(EXCERPTED PASSAGE)

Lia Thomas, a swimmer on the University of Pennsylvania women’s swim team, has been making waves in and out of the pool. The 22-year-old senior recently shattered Penn records in the 200m and 500m freestyle at a tri-meet with Cornell and Princeton on November 20.
But the swimmer, formerly known as Will Thomas, previously competed for the university as a man, raising questions as to the legitimacy of Thomas’s records.
According to the Daily Mail, Thomas’s time of 1:43:47 in the 200m freestyle would have secured a silver medal at the NCAA Women’s Championships, while her 4:35:06 in the 500m freestyle would have earned bronze.
The NCAA “firmly and unequivocally” supports the participation of transgender male-bodied athletes on women’s collegiate athletic teams, even in sports where roster spots are limited. The NCAA requires male-to-female transgender athletes to have completed at least one year of testosterone suppression treatment to be eligible to compete as a woman. It is unknown whether or when Thomas began testosterone suppression, but the swimmer competed as a man as recently as November 2019.
Studies indicate, however, that testosterone suppression in biological males who have already experienced male puberty cannot eliminate the male athletic advantage. Even after hormone therapy, studies show that biological men maintain a significant advantage in speed and strength over biological females. Moreover, testosterone suppression does not alter height, limb length, or other skeletal parameters. Thus, transgender athletes who were born male and begin testosterone suppression after the onset of male puberty are likely to retain a significant athletic advantage.
Although the NCAA claims its policy is based on principles of inclusion, it in fact makes college athletics less inclusive—and far less fair—for women and girls. In fact, the NCAA’s policy undermines the express purpose of Title IX, which Congress passed forty-nine years ago to expand opportunities for women and girls.
Federal regulations implementing Title IX require schools, colleges, and universities that receive federal money to “provide equal athletic opportunity for members of both sexes,” 34 C.F.R. § 106.41(c) (emphasis added). To support this mission, the regulations explicitly allow schools to operate single-sex teams. 34 C.F.R. § 106.41(b).
A Gallup poll conducted in May 2021 found that 62 percent of American respondents believed that transgender athletes should only be permitted to compete in sports that correspond with their birth sex.

(End EXCERPTED PASSAGE)

__WHAT YOU SHOULD DO__
In the piece on Lia Thomas and NCAA policy, rewrite the part starting at "Although the NCAA" and ending at "opportunities for women and girls.", putting "collegiate sports" in place of "college athletics".

(GIVEN RECORDS)

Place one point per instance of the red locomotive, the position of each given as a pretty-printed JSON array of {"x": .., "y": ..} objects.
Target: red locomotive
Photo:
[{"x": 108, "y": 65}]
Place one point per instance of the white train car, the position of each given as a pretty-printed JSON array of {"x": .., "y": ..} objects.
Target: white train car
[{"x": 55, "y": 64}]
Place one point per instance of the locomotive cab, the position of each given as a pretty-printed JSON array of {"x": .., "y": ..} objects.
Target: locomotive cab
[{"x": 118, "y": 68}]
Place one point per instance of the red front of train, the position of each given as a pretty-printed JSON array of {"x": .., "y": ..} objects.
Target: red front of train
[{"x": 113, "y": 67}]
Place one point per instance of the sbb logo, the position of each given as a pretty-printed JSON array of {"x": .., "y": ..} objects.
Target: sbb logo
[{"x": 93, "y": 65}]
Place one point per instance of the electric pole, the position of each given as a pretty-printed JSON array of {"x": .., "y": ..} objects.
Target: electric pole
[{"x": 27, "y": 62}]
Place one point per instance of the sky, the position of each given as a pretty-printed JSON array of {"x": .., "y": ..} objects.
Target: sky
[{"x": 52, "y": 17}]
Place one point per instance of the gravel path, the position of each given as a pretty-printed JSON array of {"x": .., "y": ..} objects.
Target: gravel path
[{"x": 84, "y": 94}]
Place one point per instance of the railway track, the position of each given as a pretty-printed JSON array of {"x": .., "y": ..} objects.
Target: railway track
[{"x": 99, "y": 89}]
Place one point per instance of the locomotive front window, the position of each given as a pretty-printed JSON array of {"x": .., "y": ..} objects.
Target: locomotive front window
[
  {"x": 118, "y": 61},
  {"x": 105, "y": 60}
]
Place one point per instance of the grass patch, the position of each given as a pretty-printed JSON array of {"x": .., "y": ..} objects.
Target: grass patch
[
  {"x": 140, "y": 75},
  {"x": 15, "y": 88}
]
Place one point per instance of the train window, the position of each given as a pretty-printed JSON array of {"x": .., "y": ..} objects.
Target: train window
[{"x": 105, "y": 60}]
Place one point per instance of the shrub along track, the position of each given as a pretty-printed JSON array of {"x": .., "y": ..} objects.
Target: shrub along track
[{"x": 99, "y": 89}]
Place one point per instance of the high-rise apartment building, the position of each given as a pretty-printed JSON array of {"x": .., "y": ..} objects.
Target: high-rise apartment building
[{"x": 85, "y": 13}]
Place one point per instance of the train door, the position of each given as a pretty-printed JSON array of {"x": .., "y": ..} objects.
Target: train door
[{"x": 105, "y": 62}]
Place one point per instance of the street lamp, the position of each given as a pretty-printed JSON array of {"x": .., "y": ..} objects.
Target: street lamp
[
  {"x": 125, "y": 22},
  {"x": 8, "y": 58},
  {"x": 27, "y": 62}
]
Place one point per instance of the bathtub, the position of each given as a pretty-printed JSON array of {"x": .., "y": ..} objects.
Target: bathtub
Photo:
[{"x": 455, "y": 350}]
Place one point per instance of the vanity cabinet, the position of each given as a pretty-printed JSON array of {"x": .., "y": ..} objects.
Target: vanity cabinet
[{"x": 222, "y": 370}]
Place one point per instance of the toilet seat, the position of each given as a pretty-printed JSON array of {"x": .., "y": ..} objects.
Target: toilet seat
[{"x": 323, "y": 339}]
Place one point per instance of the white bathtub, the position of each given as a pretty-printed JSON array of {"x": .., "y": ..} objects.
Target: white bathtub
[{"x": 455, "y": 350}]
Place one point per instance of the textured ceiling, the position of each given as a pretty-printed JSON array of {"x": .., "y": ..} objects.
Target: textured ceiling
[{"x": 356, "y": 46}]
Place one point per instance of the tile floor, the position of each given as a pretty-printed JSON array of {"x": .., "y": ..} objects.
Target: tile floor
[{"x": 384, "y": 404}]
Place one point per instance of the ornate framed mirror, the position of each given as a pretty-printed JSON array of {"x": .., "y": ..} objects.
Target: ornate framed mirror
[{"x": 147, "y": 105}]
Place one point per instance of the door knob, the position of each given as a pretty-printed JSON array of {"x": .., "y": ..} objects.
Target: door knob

(End GIVEN RECORDS)

__YOUR SOLUTION__
Although the NCAA claims its policy is based on principles of inclusion, it in fact makes collegiate sports less inclusive—and far less fair—for women and girls. In fact, the NCAA’s policy undermines the express purpose of Title IX, which Congress passed forty-nine years ago to expand opportunities for women and girls.